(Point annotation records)

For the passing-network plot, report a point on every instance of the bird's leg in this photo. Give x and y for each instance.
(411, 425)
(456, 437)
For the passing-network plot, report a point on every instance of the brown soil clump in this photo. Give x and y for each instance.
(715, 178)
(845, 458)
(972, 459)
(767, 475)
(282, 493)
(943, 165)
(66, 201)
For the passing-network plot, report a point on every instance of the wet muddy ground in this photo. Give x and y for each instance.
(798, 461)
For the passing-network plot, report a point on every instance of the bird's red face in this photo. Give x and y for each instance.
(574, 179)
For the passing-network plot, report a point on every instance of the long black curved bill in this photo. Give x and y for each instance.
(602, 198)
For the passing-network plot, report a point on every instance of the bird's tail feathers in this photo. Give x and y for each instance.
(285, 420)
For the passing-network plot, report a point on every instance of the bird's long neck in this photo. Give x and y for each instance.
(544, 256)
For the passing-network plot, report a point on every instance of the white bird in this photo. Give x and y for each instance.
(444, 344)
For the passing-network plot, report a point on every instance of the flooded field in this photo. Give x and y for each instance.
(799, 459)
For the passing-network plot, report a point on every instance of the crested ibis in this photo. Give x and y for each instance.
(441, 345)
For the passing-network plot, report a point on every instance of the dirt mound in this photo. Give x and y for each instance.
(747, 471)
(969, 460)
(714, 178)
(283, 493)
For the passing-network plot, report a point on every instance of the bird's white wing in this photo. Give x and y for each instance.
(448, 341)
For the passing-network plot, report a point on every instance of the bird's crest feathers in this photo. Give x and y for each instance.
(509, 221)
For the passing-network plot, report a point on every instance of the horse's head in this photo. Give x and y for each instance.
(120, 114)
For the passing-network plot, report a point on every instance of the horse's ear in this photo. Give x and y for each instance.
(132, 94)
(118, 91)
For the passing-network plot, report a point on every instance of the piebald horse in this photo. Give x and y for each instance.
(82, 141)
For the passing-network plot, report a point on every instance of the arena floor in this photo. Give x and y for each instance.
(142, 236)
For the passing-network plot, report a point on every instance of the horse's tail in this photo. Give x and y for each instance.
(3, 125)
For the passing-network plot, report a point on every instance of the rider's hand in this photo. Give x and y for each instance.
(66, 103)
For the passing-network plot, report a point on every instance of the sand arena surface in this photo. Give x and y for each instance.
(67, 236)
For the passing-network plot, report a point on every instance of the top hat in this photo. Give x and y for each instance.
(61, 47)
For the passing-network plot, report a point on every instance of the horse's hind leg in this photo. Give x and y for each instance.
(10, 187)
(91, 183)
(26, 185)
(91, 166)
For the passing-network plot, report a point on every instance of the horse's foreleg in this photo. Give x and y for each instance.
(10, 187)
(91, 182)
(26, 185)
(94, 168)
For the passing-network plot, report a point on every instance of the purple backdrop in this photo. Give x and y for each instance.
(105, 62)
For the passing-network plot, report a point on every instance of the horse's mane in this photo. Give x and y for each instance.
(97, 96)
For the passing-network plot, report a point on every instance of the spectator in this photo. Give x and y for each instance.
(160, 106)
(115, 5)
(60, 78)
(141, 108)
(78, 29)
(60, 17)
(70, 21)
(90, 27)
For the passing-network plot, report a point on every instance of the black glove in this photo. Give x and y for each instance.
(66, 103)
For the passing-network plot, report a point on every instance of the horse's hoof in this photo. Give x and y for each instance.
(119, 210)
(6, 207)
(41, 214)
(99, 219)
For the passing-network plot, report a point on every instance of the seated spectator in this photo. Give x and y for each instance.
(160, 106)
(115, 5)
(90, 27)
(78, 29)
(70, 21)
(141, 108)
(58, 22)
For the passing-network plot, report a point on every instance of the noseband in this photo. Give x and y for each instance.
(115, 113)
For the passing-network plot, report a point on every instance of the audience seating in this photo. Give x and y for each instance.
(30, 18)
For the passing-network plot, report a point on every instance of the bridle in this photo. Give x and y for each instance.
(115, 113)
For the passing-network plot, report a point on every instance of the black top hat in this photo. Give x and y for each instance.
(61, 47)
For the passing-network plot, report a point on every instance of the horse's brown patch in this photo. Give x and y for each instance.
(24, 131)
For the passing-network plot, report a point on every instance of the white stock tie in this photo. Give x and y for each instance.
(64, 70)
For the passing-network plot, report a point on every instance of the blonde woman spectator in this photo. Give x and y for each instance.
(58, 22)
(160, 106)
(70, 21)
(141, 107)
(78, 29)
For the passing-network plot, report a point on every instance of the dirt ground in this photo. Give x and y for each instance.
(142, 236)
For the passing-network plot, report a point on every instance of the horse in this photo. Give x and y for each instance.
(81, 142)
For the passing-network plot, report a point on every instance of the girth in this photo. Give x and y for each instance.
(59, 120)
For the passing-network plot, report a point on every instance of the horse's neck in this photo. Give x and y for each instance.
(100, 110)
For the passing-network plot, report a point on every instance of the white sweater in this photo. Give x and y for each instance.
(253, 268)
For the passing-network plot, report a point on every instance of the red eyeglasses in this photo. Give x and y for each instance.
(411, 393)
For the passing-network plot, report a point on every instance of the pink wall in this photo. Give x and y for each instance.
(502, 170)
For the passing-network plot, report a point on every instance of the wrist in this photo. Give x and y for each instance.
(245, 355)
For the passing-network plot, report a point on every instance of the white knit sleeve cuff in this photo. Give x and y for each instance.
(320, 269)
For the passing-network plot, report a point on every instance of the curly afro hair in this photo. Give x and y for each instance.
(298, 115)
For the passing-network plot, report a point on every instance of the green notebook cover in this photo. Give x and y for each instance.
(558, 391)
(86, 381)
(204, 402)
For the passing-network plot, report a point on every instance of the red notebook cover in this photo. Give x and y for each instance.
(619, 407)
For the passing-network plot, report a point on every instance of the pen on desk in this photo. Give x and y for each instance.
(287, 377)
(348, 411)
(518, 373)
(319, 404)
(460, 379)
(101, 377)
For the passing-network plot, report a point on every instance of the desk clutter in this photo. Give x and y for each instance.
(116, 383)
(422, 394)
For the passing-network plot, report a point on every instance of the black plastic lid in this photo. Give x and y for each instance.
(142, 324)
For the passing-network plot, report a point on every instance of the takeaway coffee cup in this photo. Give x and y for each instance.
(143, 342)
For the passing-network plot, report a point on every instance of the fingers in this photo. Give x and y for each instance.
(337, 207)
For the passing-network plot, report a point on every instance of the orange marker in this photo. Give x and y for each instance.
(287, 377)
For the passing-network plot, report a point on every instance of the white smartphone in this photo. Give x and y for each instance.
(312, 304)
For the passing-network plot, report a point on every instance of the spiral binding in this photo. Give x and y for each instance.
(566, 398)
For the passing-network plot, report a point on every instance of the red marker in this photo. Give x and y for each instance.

▶ Aim
Exactly and exclusively, repeat the lines from the line that contains "of the desk" through the end of the records, both ends included.

▶ Solved exercise
For the passing-network plot, report a point on every instance of the desk clutter in this photo. Give x and y for each instance.
(116, 383)
(422, 394)
For the passing-network plot, report a point on every instance of the black plastic lid in this photo. Give x and y for each instance.
(142, 324)
For the passing-network plot, report a point on every instance of the takeaway coffee cup in this photo. Give x and y for each instance.
(143, 342)
For the passing-network plot, report a point on every instance of the fingers in this photo. Give x and y for each instance.
(337, 207)
For the passing-network plot, report a point on every instance of the orange marker in this photo. Give x and y for each instance.
(287, 377)
For the passing-network plot, report a point on every instance of the white smartphone in this photo. Give x and y for each instance.
(312, 304)
For the passing-network plot, report a point on every instance of the spiral binding in this photo. Give x and y for each instance.
(566, 398)
For the passing-network plot, report a point on every instance of the red marker in this photo. Give x and y for each instance.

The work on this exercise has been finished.